Try it » Report the number of lines in the data below that hold "instance", without any other words.
BEGIN
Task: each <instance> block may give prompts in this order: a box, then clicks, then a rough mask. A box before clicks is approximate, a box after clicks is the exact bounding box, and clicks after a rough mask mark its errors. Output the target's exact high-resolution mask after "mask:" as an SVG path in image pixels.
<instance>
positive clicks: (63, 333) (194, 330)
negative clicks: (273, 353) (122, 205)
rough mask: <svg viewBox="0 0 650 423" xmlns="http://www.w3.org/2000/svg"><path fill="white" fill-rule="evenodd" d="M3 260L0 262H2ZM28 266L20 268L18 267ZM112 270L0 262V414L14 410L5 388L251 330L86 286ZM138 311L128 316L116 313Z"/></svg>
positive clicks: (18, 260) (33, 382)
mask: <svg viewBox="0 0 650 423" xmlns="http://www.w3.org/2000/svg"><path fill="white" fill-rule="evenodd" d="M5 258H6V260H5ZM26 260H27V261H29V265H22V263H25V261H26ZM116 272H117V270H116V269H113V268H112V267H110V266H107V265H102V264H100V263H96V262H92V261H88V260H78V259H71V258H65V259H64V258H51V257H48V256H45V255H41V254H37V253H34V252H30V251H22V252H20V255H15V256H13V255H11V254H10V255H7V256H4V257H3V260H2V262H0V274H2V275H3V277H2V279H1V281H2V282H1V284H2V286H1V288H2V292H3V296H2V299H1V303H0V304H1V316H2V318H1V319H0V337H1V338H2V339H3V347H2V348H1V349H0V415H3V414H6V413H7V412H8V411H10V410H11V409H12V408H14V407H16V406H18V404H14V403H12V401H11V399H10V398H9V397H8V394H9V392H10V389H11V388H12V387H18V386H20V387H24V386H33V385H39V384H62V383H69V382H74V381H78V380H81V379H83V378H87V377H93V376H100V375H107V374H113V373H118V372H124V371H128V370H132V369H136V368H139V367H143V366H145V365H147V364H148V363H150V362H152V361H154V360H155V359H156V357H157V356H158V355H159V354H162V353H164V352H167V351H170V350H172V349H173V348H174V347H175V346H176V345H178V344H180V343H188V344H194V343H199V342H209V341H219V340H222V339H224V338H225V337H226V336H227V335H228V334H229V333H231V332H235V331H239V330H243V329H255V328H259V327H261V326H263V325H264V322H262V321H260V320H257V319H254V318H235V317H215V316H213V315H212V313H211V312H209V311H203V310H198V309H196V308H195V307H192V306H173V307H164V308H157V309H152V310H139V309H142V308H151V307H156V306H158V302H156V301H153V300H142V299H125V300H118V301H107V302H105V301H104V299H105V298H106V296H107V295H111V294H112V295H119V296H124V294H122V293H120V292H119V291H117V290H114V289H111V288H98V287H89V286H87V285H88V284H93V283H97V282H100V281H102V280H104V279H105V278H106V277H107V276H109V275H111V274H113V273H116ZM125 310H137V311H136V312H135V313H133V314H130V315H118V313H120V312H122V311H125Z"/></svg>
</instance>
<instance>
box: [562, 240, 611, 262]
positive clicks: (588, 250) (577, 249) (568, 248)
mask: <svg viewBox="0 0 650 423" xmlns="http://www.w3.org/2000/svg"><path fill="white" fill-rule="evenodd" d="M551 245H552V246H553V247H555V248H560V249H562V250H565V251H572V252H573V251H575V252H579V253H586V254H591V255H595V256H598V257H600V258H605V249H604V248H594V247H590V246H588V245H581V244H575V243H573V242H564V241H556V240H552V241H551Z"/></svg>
END
Solution for this problem » 4